▶ _THE RECORDS_:
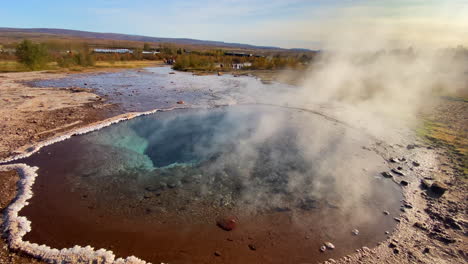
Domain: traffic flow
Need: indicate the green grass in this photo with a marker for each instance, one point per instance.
(14, 66)
(442, 135)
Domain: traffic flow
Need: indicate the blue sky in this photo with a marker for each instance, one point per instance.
(285, 23)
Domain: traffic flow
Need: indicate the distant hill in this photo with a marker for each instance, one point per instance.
(125, 37)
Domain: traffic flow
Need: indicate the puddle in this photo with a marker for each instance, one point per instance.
(155, 187)
(153, 88)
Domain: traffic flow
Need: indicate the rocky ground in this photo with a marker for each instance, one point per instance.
(432, 226)
(29, 115)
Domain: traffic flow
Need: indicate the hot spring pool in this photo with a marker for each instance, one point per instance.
(154, 187)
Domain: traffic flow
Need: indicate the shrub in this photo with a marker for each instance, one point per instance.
(33, 56)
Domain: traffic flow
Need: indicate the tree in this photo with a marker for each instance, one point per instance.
(34, 56)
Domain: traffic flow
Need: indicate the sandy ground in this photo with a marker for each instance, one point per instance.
(431, 229)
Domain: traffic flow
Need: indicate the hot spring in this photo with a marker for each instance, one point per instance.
(155, 187)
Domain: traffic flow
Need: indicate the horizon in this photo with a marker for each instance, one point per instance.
(291, 24)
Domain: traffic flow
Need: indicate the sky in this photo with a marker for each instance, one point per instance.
(283, 23)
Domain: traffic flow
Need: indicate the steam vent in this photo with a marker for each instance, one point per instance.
(234, 184)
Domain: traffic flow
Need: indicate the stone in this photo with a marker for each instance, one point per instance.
(425, 184)
(398, 172)
(329, 245)
(227, 224)
(386, 174)
(420, 225)
(412, 146)
(438, 188)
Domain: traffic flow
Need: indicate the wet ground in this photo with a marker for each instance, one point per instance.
(161, 87)
(156, 186)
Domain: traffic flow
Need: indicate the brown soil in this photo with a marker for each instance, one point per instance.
(433, 230)
(29, 115)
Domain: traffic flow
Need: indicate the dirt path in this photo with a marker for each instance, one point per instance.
(29, 115)
(431, 229)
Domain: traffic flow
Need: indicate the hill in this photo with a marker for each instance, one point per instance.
(11, 34)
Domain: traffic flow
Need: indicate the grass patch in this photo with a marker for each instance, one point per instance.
(443, 135)
(14, 66)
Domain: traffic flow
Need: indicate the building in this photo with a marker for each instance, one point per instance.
(238, 66)
(150, 52)
(121, 51)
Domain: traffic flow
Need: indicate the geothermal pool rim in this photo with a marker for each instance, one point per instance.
(15, 226)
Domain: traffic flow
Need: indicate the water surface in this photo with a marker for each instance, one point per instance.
(155, 186)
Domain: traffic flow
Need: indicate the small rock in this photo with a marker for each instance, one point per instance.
(420, 225)
(411, 146)
(438, 188)
(398, 172)
(425, 184)
(386, 174)
(227, 224)
(329, 245)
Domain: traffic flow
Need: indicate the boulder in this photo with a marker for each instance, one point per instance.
(438, 188)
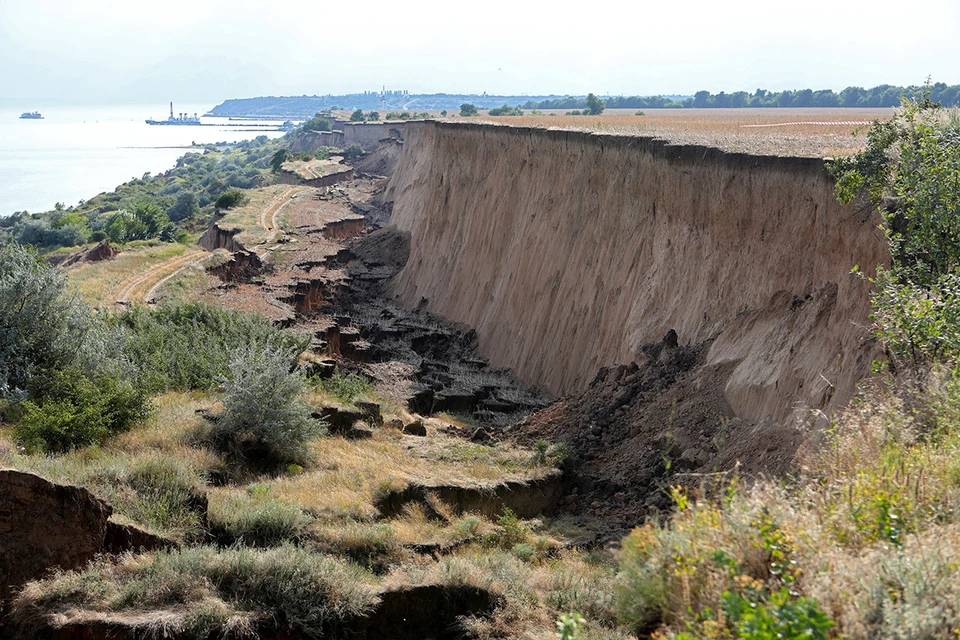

▶ _ASSIGNMENT_: When printing the entries, leave out the images and keep everything else exact.

▶ _EXERCISE SOLUTION_:
Domain: traffic flow
Need: indicate the green grass in this photo with a marker for each instance, one point per instance.
(14, 66)
(442, 135)
Domain: traffic flow
Need: indicate the blue sky in this photo with a marker for each instance, one point per instance.
(285, 23)
Domain: traffic flow
Need: indicate the distant hill in this photo with a marker for each instance, one point per instance.
(125, 37)
Domain: traffic flow
Need: indicate the puddle in this photo with a marker for each instance, one point per instance.
(155, 187)
(153, 88)
Domain: traffic flow
Need: indicate the rocky ground in this photo with a marker for each instance, one point per instance.
(432, 226)
(29, 115)
Domain: traffic flow
Need: indicate the hot spring pool in this photo with a marker for each instance, one point per instance.
(154, 187)
Domain: traffic flow
Need: indicate the shrub in this photo with a marker for each instance, one point per instance.
(33, 56)
Domain: traffic flow
Need: indicate the tree in this photo with a marker for each instance, one point per instance.
(34, 56)
Domain: traffic flow
Need: indicate the sandy ground in this photo with a marker for each instance, one point per instance.
(431, 229)
Domain: traffic flow
Need: indicate the hot spring in this photo with a marker for each instance, one point per instance.
(155, 187)
Domain: traffic flow
Need: indicate the horizon in this photo with a marker for each instance, one point per instance.
(291, 24)
Domain: traffic flow
Need: indicate the sky in this photo with a marker for each instance, one point per instance.
(283, 23)
Domain: traffic flow
Need: indicate the steam vent in this photo with a marker for each instance, one point per instance.
(234, 184)
Domain: traffic flow
Need: indicate the stone in this photo with a marker for each instance, one point per instance.
(425, 184)
(398, 172)
(329, 245)
(227, 224)
(386, 174)
(420, 225)
(412, 146)
(438, 188)
Domain: traffic flow
Need: indicate the wet ground in this photo with a marker for each instance, one point per instance.
(161, 87)
(156, 186)
Domain: traffic flow
Need: indicate the brown soil in this photo with a marker for each instance, one point per instance.
(433, 230)
(29, 115)
Domain: traffic flow
Need: indicate the dirt path in this photo with a marker for each instance, one point per instance.
(29, 115)
(431, 229)
Domain: traffic flow
Need: indicate the hill in this photo with a marker for each instance, one point per instance.
(11, 34)
Domain: traffic flow
Need: indicate the grass patch in this photo with a marker for each instance, one point per instance.
(443, 135)
(14, 66)
Domain: traffic flow
Need: indicate the building in this photo with a marker for each instance, one point per instance.
(238, 66)
(150, 52)
(121, 51)
Domain: traffic flow
Need: indicate the geothermal pool rim in this photo with a marker for each instance, one point per instance.
(15, 226)
Domain: traffic flow
Need: indicate the water surface in this photo with a marker for each instance, one point per instance.
(155, 186)
Domain: traffic flow
Need: indicate the small rock in this photo with a marker for each instance, one point per instance.
(420, 225)
(411, 146)
(438, 188)
(398, 172)
(425, 184)
(386, 174)
(227, 224)
(329, 245)
Domain: traffic flow
Need: indicate the boulder in this photo with a marker for each instance, one point per instance.
(438, 188)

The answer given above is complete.